**** TEXT FOR ANALYSIS

Search code examples
nlpbert-language-modelhuggingface-transformershuggingface-tokenizers

BERT - Is that needed to add new tokens to be trained in a domain specific environment?


My question here is no how to add new tokens, or how to train using a domain-specific corpus, I'm already doing that.

The thing is, am I supposed to add the domain-specific tokens before the MLM training, or I just let Bert figure out the context? If I choose to not include the tokens, am I going to get a poor task-specific model like NER?

To give you more background of my situation, I'm training a Bert model on medical text using Portuguese language, so, deceased names, drug names, and other stuff are present in my corpus, but I'm not sure I have to add those tokens before the training.

I saw this one: Using Pretrained BERT model to add additional words that are not recognized by the model

But the doubts remain, as other sources say otherwise.

Thanks in advance.


Solution

  • Yes, you have to add them to the models vocabulary.

    tokenizer = BertTokenizer.from_pretrained(model_name)
    tokenizer.add_tokens(['new', 'rdemorais', 'blabla'])
    model = Bert.from_pretrained(model_name, return_dict=False)
         
    model.resize_token_embeddings(len(tokenizer))
    

    The last line is important and needed since you change the numbers of tokens in the model's vocabulary, you also need to update the model correspondingly.

********
**** RECORD SET

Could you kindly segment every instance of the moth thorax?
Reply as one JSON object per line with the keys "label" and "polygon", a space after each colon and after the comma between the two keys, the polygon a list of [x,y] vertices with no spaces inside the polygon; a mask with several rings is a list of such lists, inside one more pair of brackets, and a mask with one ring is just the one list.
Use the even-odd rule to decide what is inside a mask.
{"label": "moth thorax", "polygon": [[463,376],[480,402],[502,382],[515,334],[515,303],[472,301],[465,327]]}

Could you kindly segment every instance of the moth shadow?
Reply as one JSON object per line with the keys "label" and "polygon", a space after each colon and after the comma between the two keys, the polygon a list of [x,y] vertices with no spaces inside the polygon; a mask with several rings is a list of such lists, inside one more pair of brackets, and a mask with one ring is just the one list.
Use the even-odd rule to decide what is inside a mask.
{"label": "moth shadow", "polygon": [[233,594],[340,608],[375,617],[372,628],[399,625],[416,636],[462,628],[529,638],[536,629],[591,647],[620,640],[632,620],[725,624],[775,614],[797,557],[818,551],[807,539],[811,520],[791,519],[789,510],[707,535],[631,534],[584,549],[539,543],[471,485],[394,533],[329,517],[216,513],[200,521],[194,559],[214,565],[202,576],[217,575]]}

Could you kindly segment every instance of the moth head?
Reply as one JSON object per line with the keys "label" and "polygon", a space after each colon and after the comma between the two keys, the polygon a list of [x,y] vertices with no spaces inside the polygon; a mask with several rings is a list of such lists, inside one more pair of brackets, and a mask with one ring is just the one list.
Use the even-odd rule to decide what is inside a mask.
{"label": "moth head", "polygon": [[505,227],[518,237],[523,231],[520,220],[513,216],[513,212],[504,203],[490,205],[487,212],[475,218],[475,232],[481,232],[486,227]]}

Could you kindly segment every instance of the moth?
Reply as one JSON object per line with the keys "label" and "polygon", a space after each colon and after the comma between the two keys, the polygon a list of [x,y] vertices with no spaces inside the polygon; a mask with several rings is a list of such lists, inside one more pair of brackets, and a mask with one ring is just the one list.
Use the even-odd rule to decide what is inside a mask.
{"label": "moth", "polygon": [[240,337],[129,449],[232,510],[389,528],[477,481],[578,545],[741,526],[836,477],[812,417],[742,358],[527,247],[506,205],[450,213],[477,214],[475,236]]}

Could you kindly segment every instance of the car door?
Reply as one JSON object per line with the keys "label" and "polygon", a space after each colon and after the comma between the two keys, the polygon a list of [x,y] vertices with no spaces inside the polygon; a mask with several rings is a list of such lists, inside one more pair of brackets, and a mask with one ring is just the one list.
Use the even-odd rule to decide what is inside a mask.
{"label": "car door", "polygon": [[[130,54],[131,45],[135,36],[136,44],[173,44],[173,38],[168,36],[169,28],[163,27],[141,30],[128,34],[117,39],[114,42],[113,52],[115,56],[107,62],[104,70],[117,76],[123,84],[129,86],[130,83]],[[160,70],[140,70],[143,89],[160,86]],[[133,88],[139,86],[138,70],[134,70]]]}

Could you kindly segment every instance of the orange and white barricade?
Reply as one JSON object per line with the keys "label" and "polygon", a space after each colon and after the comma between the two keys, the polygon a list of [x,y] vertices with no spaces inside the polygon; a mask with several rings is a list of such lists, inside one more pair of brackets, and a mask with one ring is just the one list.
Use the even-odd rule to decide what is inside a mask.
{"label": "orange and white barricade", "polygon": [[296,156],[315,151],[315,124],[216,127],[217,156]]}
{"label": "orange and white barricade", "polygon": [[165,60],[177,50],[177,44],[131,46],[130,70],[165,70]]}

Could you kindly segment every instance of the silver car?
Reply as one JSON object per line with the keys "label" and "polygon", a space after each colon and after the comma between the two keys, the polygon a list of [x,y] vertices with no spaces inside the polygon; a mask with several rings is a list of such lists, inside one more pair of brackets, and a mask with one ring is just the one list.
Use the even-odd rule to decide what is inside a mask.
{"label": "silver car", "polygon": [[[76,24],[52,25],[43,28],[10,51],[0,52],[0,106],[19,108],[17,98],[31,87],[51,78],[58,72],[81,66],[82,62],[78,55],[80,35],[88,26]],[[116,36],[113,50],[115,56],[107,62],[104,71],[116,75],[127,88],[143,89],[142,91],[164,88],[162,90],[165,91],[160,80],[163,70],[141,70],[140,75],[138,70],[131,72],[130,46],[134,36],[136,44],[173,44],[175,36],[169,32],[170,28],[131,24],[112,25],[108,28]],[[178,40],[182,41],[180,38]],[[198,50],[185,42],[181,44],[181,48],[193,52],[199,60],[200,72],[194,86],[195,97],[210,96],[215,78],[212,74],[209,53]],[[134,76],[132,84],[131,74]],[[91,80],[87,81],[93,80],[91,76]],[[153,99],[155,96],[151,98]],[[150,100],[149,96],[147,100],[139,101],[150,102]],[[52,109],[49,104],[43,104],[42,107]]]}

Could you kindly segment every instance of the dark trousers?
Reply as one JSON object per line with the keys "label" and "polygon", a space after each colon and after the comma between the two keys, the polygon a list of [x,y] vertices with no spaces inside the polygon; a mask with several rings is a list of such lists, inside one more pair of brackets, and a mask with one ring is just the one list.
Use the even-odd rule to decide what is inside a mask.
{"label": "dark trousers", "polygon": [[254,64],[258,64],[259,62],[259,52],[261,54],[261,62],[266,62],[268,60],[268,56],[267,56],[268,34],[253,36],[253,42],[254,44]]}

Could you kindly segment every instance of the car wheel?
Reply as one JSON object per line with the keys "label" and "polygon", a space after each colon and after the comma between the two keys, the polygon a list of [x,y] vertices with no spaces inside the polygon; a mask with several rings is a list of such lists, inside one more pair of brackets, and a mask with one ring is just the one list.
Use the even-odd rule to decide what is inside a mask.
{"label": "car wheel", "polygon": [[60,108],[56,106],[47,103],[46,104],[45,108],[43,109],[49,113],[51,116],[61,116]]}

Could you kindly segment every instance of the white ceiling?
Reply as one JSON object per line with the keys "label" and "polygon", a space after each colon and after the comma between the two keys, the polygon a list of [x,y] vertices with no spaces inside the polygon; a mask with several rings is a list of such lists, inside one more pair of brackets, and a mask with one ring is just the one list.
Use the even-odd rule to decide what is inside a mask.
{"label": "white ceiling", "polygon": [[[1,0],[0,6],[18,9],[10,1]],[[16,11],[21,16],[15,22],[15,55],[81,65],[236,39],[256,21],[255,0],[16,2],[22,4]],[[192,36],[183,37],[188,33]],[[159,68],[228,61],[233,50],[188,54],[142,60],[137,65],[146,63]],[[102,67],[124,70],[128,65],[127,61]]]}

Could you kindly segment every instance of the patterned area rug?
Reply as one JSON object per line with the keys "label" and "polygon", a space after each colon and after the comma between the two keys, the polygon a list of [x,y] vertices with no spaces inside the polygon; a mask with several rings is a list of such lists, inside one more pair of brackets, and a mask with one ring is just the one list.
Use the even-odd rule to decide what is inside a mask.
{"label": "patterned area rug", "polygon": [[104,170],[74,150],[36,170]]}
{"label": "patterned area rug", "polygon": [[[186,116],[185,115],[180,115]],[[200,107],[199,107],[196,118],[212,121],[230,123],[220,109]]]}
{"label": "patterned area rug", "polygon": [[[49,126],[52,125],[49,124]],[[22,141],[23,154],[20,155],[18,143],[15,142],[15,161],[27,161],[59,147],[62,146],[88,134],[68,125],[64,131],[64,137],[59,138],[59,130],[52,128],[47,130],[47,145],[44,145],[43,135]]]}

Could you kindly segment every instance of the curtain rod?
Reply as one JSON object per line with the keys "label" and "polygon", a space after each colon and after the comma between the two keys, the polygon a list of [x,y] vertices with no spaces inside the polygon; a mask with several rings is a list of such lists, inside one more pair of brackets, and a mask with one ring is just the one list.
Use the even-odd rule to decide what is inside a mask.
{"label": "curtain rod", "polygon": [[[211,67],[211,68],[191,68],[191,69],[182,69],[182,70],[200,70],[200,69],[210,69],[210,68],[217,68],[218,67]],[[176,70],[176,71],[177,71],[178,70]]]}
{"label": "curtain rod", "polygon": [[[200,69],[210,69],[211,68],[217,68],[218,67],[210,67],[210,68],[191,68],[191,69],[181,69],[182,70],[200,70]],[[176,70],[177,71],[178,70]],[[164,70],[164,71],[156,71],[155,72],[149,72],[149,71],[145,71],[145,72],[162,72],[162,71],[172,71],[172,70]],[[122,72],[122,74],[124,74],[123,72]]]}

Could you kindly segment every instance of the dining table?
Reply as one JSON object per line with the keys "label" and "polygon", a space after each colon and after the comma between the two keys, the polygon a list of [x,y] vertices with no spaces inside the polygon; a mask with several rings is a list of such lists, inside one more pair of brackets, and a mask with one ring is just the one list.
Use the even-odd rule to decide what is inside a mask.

********

▸ TRY IT
Could you return, word for word, the part of the thread on adding domain-specific tokens to BERT between "To give you" and "sources say otherwise.", inclusive? These entries have no connection to the thread above.

▸ ANSWER BOX
To give you more background of my situation, I'm training a Bert model on medical text using Portuguese language, so, deceased names, drug names, and other stuff are present in my corpus, but I'm not sure I have to add those tokens before the training.

I saw this one: Using Pretrained BERT model to add additional words that are not recognized by the model

But the doubts remain, as other sources say otherwise.